◆ WORK TO BE COMPLETED:
Please put the entries below into a Markdown table with the columns Row and Entry line, numbering each line and omitting blank lines. Cover only the lines from the one containing "sea with a point in the photo above." through the end of the entries, inclusive, and leave out the pictures.

[Start]

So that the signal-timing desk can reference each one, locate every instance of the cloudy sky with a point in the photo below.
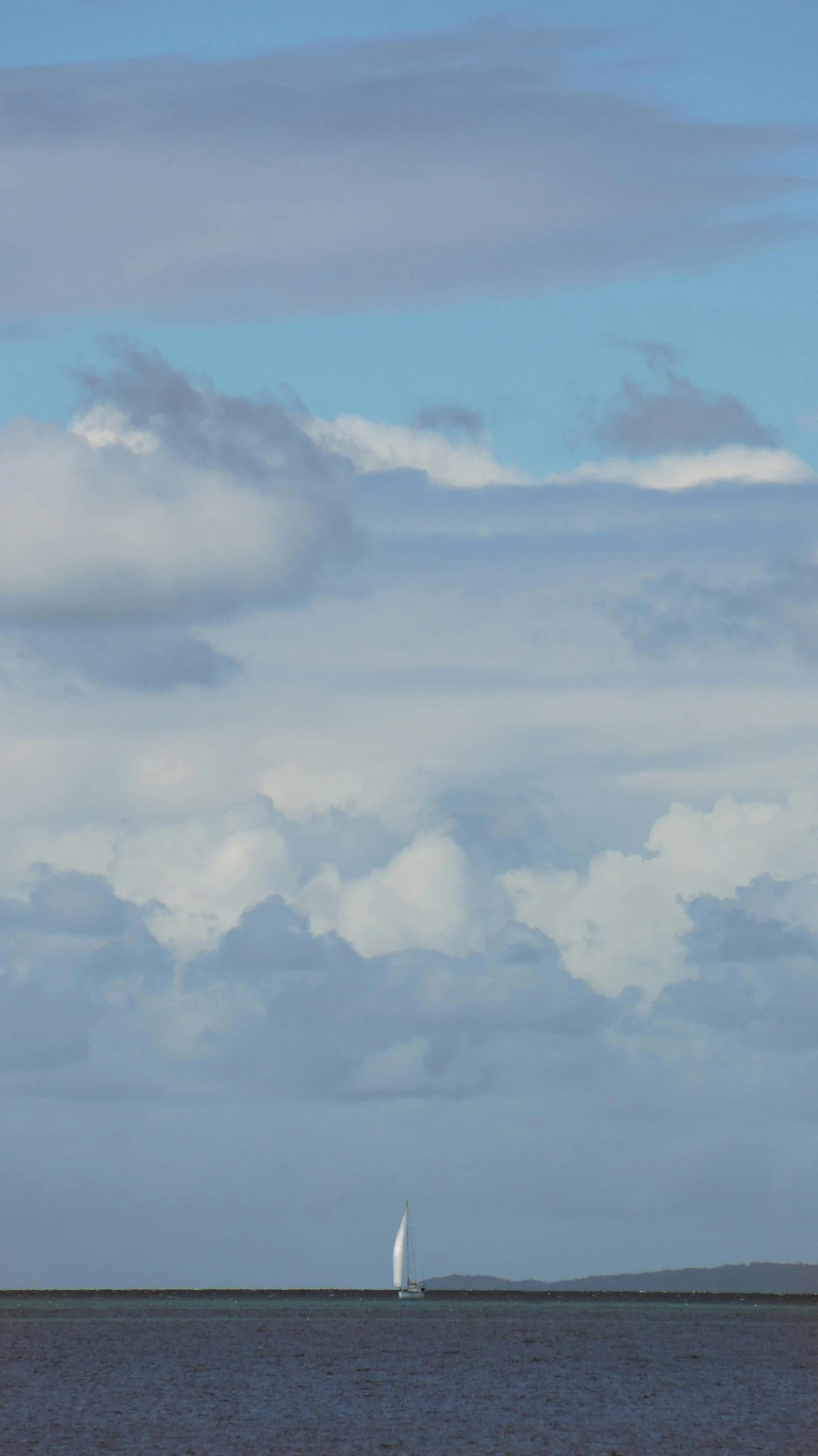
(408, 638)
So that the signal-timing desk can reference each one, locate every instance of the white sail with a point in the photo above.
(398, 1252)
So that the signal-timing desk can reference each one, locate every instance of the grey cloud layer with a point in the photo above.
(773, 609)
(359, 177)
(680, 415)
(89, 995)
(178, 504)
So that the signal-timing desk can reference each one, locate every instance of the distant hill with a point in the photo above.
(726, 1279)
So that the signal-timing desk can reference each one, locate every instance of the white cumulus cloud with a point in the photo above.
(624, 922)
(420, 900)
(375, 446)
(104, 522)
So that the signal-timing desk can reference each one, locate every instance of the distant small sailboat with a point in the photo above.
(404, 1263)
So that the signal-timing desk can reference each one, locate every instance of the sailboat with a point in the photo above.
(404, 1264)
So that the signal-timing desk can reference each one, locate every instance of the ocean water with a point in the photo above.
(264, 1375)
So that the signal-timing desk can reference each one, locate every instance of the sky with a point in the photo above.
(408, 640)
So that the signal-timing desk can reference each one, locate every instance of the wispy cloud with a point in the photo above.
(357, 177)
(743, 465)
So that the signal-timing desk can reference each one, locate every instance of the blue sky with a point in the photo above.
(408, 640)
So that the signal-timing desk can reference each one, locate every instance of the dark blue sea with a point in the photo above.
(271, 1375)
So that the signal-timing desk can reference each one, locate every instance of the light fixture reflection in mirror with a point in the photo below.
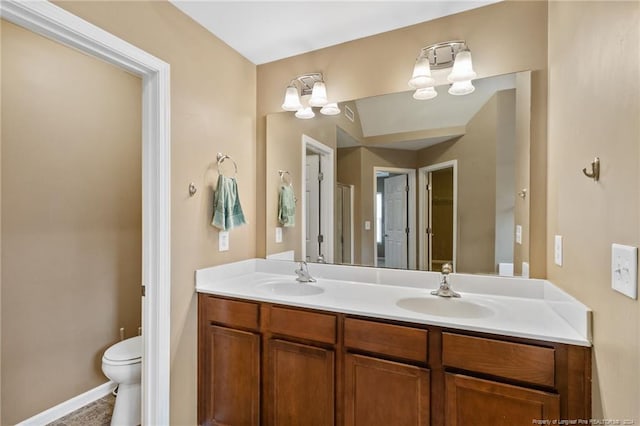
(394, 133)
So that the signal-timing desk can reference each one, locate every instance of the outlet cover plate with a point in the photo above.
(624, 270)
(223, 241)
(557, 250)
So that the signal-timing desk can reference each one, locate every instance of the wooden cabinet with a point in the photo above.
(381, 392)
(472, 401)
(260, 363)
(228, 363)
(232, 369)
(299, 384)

[End]

◆ FULL SOLUTION:
| Row | Entry line |
|---|---|
| 1 | So that the signal-timing desk can reference each one, locate every instance of the dark blue sea with a point in the photo above. |
| 2 | (271, 1375) |
| 3 | So that the signal-timing desk can reference each one, locate every instance of the light fixture reflection in mirror with a point in the photo below. |
| 4 | (394, 133) |
| 5 | So that the signal-timing desk can reference each one, locate every instance of the outlet cover plate with a point in the photo above. |
| 6 | (624, 270) |
| 7 | (223, 241) |
| 8 | (557, 250) |
| 9 | So that the signal-timing desk can reference each one, locate every instance of the wooden cabinet with a point in the photo above. |
| 10 | (381, 392) |
| 11 | (472, 401) |
| 12 | (260, 363) |
| 13 | (228, 363) |
| 14 | (232, 369) |
| 15 | (299, 384) |